[Image point grounding data]
· · · ·
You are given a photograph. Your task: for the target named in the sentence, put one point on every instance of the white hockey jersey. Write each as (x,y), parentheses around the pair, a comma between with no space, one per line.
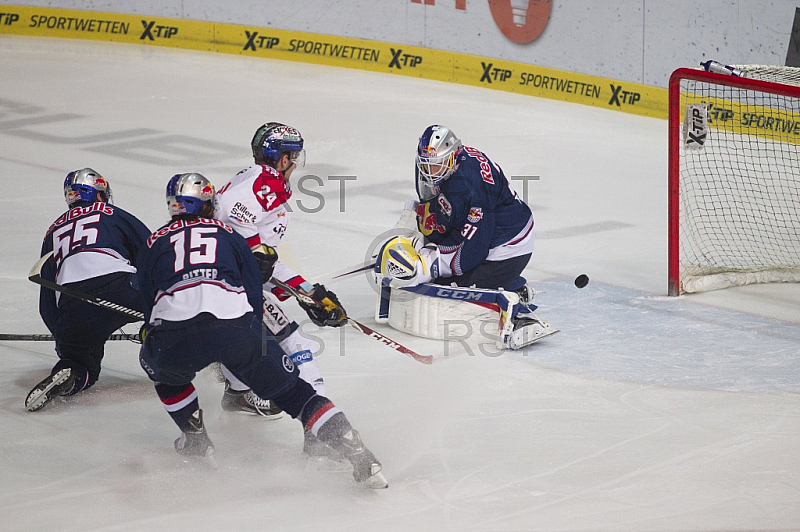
(254,204)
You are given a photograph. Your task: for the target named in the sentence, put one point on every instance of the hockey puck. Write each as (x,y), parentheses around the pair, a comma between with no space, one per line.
(581,280)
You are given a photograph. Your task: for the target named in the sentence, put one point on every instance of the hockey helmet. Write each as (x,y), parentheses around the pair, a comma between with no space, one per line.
(273,139)
(190,194)
(82,186)
(436,154)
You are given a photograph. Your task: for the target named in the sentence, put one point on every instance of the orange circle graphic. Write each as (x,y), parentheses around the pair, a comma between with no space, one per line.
(521,21)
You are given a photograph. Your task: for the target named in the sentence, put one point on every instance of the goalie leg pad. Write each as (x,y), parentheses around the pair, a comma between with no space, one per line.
(439,318)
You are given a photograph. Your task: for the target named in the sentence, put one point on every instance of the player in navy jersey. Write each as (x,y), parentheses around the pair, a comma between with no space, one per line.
(202,288)
(476,231)
(94,247)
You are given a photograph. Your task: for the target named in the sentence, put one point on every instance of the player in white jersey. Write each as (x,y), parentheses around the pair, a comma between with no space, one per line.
(254,204)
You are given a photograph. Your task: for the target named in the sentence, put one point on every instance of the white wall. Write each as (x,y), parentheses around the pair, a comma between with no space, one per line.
(639,41)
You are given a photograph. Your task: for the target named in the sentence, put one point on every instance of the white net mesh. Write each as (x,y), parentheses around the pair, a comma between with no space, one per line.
(740,191)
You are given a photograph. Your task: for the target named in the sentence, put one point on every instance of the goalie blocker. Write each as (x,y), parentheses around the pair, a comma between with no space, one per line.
(453,313)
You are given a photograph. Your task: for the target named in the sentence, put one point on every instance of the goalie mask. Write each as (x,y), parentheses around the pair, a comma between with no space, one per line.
(191,194)
(273,139)
(436,155)
(82,186)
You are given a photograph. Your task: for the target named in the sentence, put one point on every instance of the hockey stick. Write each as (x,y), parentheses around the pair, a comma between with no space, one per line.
(425,359)
(35,276)
(341,274)
(49,337)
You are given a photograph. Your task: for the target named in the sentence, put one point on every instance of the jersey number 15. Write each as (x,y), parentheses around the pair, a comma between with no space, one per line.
(202,248)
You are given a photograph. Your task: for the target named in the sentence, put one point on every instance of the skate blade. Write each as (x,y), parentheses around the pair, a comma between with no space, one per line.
(534,340)
(37,399)
(375,482)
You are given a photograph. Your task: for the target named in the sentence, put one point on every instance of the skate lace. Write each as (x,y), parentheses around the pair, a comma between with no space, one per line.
(256,401)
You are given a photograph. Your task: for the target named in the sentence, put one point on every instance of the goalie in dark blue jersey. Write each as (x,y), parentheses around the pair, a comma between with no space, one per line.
(476,232)
(94,246)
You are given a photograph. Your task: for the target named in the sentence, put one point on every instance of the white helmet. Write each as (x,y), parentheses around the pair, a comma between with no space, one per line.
(436,154)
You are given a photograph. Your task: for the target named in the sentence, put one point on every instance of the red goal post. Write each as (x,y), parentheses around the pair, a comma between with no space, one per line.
(734,178)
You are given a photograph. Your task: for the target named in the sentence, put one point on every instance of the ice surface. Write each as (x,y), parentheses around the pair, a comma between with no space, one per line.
(644,413)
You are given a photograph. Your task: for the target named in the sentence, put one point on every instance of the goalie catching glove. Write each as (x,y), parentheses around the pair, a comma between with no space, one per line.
(407,262)
(327,312)
(266,257)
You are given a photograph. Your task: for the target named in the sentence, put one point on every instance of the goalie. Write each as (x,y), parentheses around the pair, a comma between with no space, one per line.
(476,234)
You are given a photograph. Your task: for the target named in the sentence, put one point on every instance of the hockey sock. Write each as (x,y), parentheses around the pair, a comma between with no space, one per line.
(324,419)
(180,401)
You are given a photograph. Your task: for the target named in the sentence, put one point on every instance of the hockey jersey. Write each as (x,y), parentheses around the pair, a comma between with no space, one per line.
(191,267)
(88,241)
(474,216)
(254,204)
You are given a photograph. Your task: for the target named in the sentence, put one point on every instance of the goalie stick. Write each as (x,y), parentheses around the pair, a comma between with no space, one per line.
(425,359)
(49,337)
(35,276)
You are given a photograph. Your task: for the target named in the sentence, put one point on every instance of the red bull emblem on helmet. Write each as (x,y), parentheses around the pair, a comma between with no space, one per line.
(208,192)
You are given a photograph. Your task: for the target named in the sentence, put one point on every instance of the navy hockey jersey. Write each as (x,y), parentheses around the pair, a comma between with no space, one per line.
(475,216)
(89,241)
(189,267)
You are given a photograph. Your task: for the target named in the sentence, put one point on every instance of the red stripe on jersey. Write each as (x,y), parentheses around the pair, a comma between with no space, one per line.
(294,282)
(318,414)
(271,189)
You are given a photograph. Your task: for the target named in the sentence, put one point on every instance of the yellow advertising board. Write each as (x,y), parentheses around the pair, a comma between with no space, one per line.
(346,52)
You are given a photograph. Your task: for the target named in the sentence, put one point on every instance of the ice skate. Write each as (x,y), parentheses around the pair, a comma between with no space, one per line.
(528,329)
(59,383)
(195,440)
(366,468)
(322,457)
(247,402)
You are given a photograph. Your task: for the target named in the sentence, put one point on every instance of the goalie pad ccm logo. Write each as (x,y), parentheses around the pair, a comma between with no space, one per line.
(695,126)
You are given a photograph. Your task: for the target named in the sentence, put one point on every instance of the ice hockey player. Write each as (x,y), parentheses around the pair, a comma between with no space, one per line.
(475,233)
(94,246)
(202,290)
(254,204)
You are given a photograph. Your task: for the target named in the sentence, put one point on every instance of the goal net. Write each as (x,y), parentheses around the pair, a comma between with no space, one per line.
(734,178)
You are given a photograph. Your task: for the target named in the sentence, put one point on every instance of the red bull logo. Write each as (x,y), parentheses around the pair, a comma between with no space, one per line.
(428,151)
(475,214)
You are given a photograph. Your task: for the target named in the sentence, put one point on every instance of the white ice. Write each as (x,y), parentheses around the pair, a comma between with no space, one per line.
(644,413)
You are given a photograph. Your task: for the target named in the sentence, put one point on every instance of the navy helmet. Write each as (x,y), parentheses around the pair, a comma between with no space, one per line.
(273,140)
(82,186)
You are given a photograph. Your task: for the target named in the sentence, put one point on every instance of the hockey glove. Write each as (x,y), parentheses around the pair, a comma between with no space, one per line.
(266,257)
(327,312)
(407,262)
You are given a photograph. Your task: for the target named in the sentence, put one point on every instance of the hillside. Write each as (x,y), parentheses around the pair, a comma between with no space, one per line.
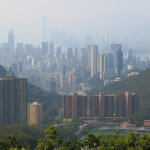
· · · ·
Please print the data above in its entirety, exactly, but without any picture.

You are given a photograph. Your task: for the target named in the sentence, put one point on every instance of the white hockey jersey. Write each as (x,y), parentheses around the pair, a comma between with no space, one per line.
(254,204)
You are given a photograph. Your task: for the target named in the sentence, put one point on every instance of the hockey puck. Write each as (x,y), parentheses around the pair, a comma between with no space, one per line.
(581,280)
You are given a photograph. Your task: for the target named in the sentence, put one point on every instance of the hockey helmet. Write each as (x,y), parentheses around the pair, a comma between with no space, one per line.
(273,139)
(190,194)
(82,186)
(436,154)
You are given a photograph. Your task: for the target named in the sentence, put one point on every instance of the orange circle graphic. Write each as (x,y), parentheses around the pair, a comma between with no space, one per line.
(521,21)
You are given a photograph. Your task: for the target named in the sentence, put one point on every instance of the goalie leg pad. Write each as (x,y), parentheses around the pair, a comma between with no space, one per line.
(439,318)
You are given a photograph. Your task: for the target named in the sentence, put one point on every instance of the player in navy jersey. Write each as (x,y), parentheses around the pair, a comma between with no space, one per line.
(202,288)
(476,231)
(94,247)
You are given a photograph. Your task: for the target named in the sentence, put one point on every instance of the player in white jersey. Write each as (x,y), parentheses around the pair, a comma between with no space, one per line.
(254,204)
You are given a photograph. Your task: for the target named in the sentence, put one point on every instance of the white wall. Write each as (x,y), parentheses around the pair, a comma between with no space, one per line.
(639,41)
You are given a photograph. Your task: for the target named in the sentence, put one point on every instance of the white net mesh. Write each as (x,y), parentheses around the pair, a comma between with no space, one per line.
(740,191)
You are given a photograph. Your task: for the target named in the sentence, put one point on every instance of the goalie blocker. Write each as (x,y), parentheses around the pair, a comma between with no space, one per line.
(453,313)
You are given a photograph. Your task: for the target named in the sentence, put one point on every instance of the goalie mask. Write each as (x,y), parentheses around the pair, a comma between with no space, one per line.
(191,194)
(273,139)
(436,155)
(82,186)
You are given a photograph. Your task: for the target named in the sentence, put one point on every instance of the hockey stick. Write each as (x,y), parentheses around the pair, a comma between with no space, one per line.
(425,359)
(35,276)
(341,274)
(49,337)
You are given a photograph. Your task: for the target named in the sentence, put one point on every instance of the jersey number 15. Write each as (x,y), parentheses around the pair, a comma between with no space, one per line.
(202,248)
You are given a photograph. Your task: for the target named in the sentence, put one point on every instance of the skate blade. Write each as (x,y), parentheses around the pair, a comma between with no space, one per line.
(534,340)
(37,399)
(375,482)
You are given a photograph. Your task: for the target named in the sentence, put one point on every instance of the skate lace. Write each as (x,y), parentheses around the pair, a comma between with no space, one per line.
(256,401)
You are given a photograph. Your task: for the target named in the sentence, put one point on every instance of the goalie in dark blue jersey. Write each as (x,y), parentheses around the pair, a comma between with no space, one per line.
(476,232)
(94,246)
You are given a photograph. Your task: for the target named in the sentence, put one point on every instance of the white helmet. Write each as (x,y), parentheses around the pair, a comma between with no space, one per line.
(436,154)
You are given a photograph. Your task: for the target named in the sentence, put one point on every instance of the red goal post. Write each as (x,y), parentheses around the pair, a comma between with no space, one per line.
(734,178)
You are given a photograph. Your task: for the target named in the sentence, put one point on every instance of the ice surface. Write each as (x,y), parentheses around the pair, a comma between with no space, one per line.
(644,413)
You are given a photograph. Your task: for the target named in the sentence, put one point on every instance of the goalie catching glove. Write each as (x,y), parentheses around the pair, a comma between with no space, one per line.
(407,262)
(327,312)
(266,257)
You are given a photograph. Your task: for the target named in the sentence, put one point on every instance of the goalie. Write each as (x,y), parentheses around the pair, a comma between with no space, one per line.
(476,234)
You are given a photograph. Your task: for the target named in the sentence, put one point on every instance of the hockey sock. Write each as (x,y), parentheses around the pair, a comma between with no space, one per line.
(324,419)
(180,401)
You are given a photograph. Your task: for the target named in the sentence, put one point on every instance of the hockey jersey. Write each as (x,y), parentheses around the pair, a comma between with no space, one per line.
(191,267)
(88,241)
(474,216)
(254,204)
You are given a photograph. Your task: for the target named in the sentence, put one point on every instance of the goalie stick. Write each as (x,y), parentheses around the pair, a comma between with no space, one per line.
(425,359)
(49,337)
(35,276)
You are given a photograph. Your task: for the target named in the sentence, put one point on every instance of the red bull emblem on helmet. Write each as (x,y), parentheses around the pair, a comma between with no space, one per line.
(208,192)
You are given a photograph. Your task: for the target named in the sentence, put one point on every instance of the navy hockey jersey. Write each as (x,y), parentheses around the pair, a comma between with no space, one per line.
(475,216)
(89,241)
(189,267)
You are given a photograph. Your task: for the target named in the sentence, put one point on every instance of the red stripe on jersey. Write each as (x,y), parentheses around the pair, a comma between with no space, one per line.
(294,282)
(318,414)
(271,189)
You are given a photograph. Your task: for the target named in the sentence, put one point on every instance of the yellow advertising board. Write each as (x,y), parentheses around the pair, a comma between with no space, one per line.
(346,52)
You are given a photograph. Your task: for the target named in the sentence, put one point on every instance of the ice skate. Write each as (x,y), parentheses around the pair, a comma between with no space, one per line.
(528,329)
(59,383)
(195,440)
(366,468)
(322,457)
(247,402)
You are given a photograph. Your task: for the target named in the sentence, put one point on every instance of the goalie pad ccm logo. Write each as (x,y), parentheses around the pair, a comma between with no space, one per line.
(695,126)
You are given a photograph. Your task: for the target named in the sentence, put one point on every instance of the ice hockey player. Write each as (x,y), parentheses around the pair, a comma between with no space, one per line.
(475,233)
(94,246)
(202,290)
(254,204)
You are given a photograph. Your task: for the target named in the sentence, put one point on every instance of the goal net. Write each as (x,y), parentheses around the pair, a comma between with no space, one per line.
(734,178)
You are given a photograph. Your task: for the target named in the sentence, put one point on every instance of the red bull logo. Write each as (x,y), parentheses around the pair, a comma between with no space, one per line.
(428,151)
(475,214)
You are given a photograph. Your task: for the target named in the sentence, put one point on every instance of the white ice. Write each as (x,y), parentheses around the pair, a comma between with no space, one per line.
(644,413)
You are given a photograph. Your task: for the target named in the sentence, put one point on every instance of the navy helmet. Write each as (x,y), parentheses around the pair, a comma between with no space, one per line.
(273,140)
(82,186)
You are given a photograph. Your task: for the target named in the sentence, put one point on every instance of the hockey glove. Write each as (x,y), parentheses around the pair, a comma between with no space, one per line.
(266,257)
(327,312)
(407,262)
You are given a photograph. Your task: for the target named in the sentence, put one point on every instance of the hillside. Write each as (x,y), parentheses around the pair, a comma between with no space, one per line.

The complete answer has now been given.